#### WHAT YOU WILL DO
When the line containing "Query: guitar strings" appears in the data below, begin copying there and stop only after the line containing "Query: wooden stage floor".

#### Data records

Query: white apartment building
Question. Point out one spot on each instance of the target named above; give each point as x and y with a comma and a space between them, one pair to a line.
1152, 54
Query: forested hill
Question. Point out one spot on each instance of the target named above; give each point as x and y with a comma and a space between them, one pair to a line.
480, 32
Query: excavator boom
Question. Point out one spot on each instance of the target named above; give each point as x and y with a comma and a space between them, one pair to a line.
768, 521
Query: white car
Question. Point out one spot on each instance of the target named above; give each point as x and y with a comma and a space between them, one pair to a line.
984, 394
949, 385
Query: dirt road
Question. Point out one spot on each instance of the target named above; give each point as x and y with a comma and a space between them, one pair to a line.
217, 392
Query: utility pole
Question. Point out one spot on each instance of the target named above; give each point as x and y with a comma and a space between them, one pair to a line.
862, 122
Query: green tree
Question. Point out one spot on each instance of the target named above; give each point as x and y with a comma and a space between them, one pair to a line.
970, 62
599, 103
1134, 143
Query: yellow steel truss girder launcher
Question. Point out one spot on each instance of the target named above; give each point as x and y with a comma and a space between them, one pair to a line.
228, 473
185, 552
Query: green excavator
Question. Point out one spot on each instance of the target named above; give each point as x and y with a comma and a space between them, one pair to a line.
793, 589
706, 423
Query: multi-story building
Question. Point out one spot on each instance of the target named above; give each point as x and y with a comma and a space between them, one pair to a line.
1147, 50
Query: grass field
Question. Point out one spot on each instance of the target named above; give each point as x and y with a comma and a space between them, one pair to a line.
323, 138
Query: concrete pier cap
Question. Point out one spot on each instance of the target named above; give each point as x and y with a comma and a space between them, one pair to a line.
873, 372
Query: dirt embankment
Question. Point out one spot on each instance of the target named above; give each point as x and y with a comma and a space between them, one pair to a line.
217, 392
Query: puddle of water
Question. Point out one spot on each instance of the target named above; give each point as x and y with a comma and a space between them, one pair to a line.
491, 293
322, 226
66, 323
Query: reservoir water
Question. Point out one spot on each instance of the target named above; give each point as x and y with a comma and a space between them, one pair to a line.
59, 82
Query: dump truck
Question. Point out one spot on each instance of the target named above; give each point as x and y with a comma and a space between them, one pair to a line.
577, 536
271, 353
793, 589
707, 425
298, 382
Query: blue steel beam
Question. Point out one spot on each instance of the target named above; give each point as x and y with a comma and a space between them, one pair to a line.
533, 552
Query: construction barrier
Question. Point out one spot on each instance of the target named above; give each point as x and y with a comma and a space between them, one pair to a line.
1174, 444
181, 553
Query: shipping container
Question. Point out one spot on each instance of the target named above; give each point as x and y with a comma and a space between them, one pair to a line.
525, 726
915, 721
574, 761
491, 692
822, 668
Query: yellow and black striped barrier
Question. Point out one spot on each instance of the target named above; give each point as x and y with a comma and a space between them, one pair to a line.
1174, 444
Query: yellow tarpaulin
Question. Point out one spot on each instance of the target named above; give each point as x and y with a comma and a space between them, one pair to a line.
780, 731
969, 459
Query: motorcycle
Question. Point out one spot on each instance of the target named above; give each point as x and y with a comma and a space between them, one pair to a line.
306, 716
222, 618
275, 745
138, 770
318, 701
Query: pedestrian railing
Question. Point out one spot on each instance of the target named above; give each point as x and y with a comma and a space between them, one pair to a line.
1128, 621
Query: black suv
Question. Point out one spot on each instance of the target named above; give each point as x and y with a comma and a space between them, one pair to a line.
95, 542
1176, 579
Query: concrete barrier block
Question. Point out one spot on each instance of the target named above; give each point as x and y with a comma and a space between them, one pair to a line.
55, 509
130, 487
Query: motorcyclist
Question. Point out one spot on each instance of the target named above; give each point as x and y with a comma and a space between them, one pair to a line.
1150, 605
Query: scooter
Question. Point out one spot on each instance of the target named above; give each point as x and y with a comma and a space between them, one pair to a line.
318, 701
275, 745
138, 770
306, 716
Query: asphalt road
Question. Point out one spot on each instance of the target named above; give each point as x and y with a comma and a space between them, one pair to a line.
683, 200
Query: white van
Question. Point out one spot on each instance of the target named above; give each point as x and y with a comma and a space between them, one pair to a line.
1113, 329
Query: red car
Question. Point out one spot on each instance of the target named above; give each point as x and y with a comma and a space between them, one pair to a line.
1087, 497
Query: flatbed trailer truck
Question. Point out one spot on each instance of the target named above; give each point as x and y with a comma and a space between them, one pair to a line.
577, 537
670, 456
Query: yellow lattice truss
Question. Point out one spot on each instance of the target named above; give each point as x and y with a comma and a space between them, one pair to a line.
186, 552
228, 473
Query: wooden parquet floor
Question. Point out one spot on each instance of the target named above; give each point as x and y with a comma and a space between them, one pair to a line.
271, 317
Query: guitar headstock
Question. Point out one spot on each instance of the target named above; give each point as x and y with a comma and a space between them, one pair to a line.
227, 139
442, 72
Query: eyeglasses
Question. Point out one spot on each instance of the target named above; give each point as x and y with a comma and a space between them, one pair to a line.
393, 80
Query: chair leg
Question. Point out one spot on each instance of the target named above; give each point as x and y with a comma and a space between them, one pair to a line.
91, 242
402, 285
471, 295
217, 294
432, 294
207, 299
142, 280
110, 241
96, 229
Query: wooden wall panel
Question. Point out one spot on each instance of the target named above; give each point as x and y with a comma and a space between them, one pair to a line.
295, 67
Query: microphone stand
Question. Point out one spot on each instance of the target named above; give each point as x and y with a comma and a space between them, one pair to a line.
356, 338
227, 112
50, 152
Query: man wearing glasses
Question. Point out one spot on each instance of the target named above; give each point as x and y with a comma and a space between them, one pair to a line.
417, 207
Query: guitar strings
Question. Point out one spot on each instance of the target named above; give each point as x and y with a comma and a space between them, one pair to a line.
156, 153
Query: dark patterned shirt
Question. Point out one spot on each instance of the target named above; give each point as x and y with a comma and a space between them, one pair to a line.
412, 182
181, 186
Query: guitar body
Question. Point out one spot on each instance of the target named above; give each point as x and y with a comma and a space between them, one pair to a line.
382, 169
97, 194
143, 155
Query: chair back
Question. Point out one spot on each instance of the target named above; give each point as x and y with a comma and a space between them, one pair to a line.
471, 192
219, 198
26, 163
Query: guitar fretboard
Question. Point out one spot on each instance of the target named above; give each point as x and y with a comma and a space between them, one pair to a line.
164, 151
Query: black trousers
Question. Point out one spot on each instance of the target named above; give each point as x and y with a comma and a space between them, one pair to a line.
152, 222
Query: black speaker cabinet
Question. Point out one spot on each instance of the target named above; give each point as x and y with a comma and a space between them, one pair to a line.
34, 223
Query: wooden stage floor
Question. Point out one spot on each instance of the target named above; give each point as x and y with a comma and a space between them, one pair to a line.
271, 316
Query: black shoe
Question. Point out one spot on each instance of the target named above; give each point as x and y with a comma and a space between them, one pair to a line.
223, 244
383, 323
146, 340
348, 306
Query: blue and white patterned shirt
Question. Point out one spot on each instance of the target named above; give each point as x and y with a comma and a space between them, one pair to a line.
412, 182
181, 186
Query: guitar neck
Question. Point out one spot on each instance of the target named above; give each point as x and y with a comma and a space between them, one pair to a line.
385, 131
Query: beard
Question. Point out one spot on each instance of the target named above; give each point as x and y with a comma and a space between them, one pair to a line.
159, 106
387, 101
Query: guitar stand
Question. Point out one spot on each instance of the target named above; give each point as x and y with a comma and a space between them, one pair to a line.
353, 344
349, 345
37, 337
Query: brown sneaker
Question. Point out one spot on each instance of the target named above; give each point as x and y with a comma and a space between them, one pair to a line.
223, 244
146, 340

#### ANSWER AREA
Query: guitar strings
Question. Point out one spot on each instance of the target named above; give each point as x and y with a comma and a space between them, one pair to a line.
156, 153
Query: dark patterned shirt
Question. Point out one spot on each instance of the target named above; give each point as x and y with a comma and a space between them, one pair to a line.
412, 182
181, 186
Query: guitar body
Question. Point out one spot on each instance of the target named above; give each point as x and y with a comma and a space between them, one pair to a line.
382, 169
97, 194
143, 155
Query: chair back
Question. Point out one spot on each instance of the target named above; give each point as x and y with a comma and a space between them, one pair to a line.
471, 192
219, 198
26, 163
Query: guitar fretboard
Question. Point out one spot on each instance of the target named above; give each point as x and y with a comma and a space between them, one pair to a line.
164, 151
Query: black trousers
Question. Point out one spot on each instance of the target named above; give each point as x and y with a comma and a space between them, one pair to a line.
152, 222
Query: black speaker cabinet
Question. Point out one spot on each instance of the target named above; give each point as x and y with a comma and a space between them, one pair to a line.
34, 223
Query: wooden stage floor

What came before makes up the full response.